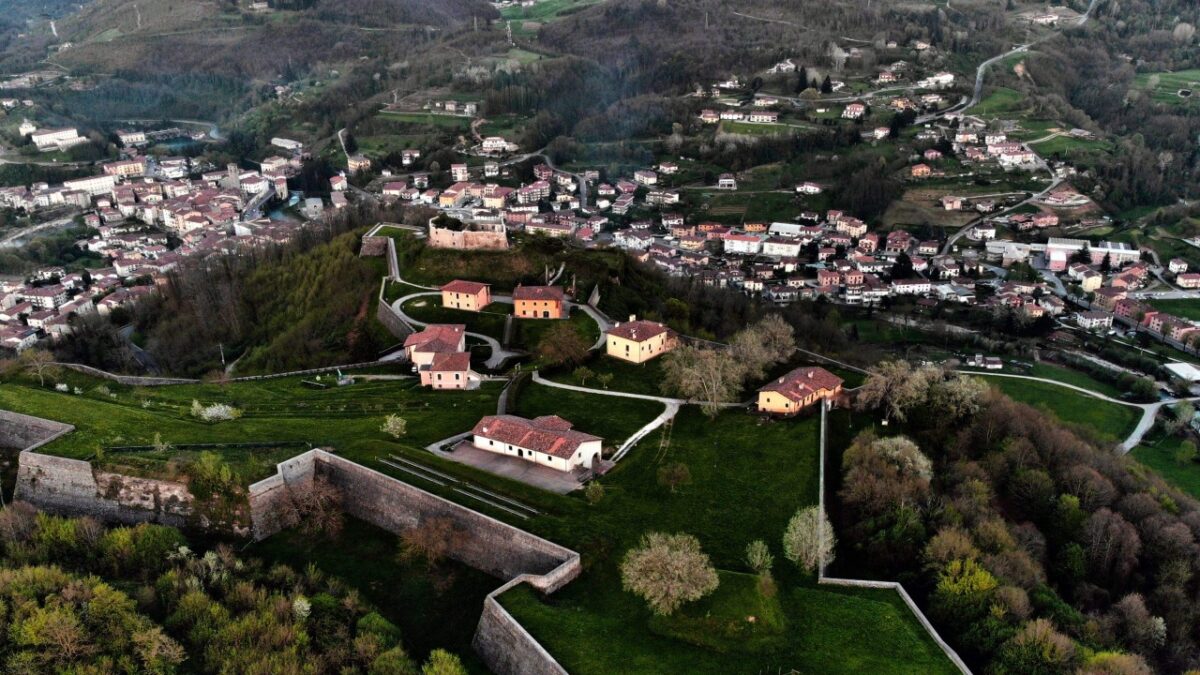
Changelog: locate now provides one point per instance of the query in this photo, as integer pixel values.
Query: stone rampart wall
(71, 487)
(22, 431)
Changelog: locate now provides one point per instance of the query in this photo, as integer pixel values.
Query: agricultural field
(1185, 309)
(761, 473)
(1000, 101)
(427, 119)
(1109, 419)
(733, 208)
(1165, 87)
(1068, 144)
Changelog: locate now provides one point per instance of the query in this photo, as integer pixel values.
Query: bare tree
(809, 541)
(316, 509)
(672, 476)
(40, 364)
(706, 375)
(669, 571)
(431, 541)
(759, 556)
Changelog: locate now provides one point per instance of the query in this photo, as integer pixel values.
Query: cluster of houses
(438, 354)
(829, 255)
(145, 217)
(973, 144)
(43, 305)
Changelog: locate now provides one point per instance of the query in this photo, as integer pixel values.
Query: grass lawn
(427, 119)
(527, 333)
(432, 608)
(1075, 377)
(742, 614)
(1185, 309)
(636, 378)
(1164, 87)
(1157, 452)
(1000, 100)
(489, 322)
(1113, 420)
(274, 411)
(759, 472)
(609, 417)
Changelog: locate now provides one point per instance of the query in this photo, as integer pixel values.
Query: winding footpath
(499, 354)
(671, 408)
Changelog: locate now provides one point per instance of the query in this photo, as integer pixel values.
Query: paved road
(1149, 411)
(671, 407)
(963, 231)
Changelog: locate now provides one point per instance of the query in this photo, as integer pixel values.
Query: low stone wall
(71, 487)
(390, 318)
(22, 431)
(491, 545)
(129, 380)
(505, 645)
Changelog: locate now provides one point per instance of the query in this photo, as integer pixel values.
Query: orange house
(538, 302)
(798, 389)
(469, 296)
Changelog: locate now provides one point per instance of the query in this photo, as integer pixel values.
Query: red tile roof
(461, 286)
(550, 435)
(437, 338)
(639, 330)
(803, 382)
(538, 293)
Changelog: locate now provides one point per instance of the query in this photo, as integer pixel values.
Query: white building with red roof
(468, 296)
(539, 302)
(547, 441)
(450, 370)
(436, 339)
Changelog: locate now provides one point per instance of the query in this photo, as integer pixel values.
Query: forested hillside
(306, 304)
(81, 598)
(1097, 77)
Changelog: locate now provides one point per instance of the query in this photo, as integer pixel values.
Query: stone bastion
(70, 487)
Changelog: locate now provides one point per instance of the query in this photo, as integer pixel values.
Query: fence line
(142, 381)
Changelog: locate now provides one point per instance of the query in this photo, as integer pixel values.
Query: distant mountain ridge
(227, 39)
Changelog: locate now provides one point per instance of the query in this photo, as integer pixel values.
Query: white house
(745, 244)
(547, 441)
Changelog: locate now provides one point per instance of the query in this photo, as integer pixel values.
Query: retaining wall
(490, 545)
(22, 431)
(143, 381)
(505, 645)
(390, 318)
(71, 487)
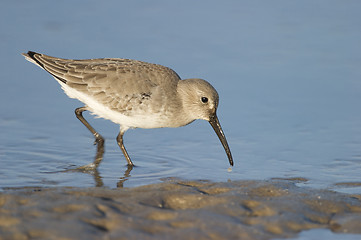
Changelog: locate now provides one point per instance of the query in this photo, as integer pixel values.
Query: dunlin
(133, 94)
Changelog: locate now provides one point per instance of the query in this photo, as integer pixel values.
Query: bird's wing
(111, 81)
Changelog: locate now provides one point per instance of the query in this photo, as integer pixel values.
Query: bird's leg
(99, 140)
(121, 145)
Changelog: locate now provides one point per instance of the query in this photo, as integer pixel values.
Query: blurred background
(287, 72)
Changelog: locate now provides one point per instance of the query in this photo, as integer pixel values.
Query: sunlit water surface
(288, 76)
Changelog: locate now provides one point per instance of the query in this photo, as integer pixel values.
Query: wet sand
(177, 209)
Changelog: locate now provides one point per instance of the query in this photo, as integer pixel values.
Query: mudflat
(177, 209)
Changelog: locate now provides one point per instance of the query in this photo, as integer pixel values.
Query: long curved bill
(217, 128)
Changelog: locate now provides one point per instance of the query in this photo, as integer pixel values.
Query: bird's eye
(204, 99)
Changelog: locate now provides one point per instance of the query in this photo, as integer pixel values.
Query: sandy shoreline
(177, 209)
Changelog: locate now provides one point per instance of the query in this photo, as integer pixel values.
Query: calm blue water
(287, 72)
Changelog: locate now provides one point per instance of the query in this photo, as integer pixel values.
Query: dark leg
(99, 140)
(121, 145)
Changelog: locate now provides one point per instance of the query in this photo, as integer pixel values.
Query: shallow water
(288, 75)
==
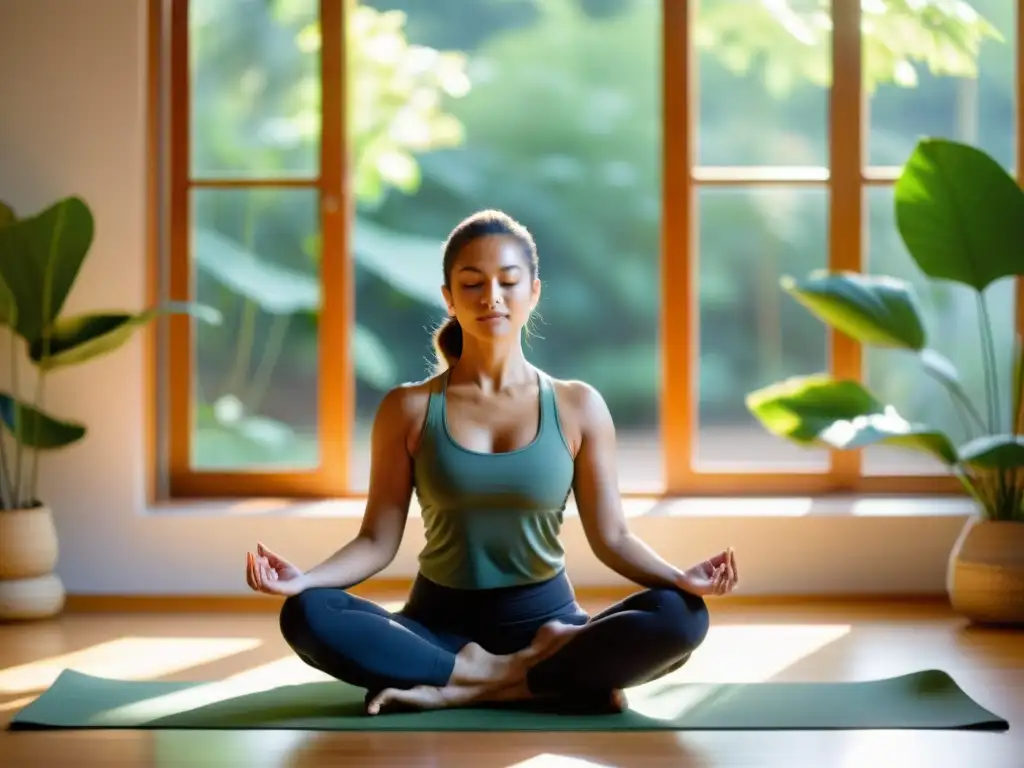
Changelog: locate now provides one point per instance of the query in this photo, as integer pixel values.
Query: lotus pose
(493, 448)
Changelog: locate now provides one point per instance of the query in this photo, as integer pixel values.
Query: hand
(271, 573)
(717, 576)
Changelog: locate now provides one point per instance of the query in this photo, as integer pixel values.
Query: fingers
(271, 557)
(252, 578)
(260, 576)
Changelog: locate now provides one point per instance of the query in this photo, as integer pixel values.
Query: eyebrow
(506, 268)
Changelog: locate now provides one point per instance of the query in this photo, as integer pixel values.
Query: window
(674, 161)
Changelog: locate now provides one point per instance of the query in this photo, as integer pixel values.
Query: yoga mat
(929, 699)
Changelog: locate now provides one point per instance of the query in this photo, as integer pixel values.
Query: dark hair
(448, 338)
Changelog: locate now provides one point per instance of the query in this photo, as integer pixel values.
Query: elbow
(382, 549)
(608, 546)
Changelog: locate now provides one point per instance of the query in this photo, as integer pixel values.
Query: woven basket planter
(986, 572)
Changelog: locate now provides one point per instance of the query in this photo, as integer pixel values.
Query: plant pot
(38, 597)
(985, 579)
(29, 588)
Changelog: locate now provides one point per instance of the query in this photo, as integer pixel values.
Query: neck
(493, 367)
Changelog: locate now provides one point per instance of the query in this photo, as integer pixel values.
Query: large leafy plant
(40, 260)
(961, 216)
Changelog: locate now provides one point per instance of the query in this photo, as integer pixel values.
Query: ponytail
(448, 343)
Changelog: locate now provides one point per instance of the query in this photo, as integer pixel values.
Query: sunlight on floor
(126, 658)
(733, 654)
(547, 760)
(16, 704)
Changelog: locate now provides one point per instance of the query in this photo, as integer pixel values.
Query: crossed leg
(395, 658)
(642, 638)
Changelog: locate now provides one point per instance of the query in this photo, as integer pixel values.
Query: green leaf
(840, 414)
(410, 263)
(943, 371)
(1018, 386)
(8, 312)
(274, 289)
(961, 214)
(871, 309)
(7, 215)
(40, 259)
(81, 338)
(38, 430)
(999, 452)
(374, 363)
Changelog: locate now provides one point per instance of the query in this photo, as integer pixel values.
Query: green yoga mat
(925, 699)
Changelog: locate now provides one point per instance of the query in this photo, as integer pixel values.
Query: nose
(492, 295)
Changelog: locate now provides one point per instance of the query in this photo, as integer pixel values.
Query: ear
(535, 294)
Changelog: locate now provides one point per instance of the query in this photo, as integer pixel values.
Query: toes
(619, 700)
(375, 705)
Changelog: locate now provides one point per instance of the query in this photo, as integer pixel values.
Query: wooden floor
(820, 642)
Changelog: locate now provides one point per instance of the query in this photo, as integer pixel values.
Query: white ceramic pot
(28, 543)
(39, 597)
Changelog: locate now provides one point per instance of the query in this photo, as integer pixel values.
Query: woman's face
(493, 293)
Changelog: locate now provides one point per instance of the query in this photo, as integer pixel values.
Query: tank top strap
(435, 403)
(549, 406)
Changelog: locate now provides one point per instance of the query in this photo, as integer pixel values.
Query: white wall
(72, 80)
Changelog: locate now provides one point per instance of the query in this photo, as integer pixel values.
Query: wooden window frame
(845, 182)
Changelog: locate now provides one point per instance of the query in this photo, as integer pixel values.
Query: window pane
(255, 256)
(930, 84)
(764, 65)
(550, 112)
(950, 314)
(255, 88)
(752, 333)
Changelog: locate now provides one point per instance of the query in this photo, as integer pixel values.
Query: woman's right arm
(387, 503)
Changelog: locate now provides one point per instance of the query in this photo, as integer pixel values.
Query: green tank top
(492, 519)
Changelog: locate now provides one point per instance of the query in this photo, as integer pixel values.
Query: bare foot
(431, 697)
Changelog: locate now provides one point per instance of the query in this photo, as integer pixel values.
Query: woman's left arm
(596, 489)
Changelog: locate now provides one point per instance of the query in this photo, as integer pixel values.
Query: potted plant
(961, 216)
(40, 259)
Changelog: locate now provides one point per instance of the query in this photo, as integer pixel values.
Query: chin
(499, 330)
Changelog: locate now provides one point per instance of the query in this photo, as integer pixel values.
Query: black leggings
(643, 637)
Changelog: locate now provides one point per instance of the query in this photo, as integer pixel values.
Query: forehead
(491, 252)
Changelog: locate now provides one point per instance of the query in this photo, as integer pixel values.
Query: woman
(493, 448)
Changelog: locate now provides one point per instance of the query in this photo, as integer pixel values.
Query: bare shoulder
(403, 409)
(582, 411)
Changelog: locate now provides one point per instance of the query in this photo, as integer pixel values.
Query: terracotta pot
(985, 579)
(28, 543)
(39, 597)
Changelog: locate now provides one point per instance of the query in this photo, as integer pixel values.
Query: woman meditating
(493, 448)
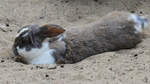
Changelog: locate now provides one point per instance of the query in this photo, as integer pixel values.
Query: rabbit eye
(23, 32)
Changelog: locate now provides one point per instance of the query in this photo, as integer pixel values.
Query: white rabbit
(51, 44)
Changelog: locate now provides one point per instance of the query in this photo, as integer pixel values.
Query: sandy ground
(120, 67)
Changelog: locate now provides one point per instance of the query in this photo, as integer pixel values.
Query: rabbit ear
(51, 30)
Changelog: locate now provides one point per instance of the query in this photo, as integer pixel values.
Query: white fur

**Problem to work on**
How many lines of the material above contain the word "woman"? Give only the number.

**Answer below**
5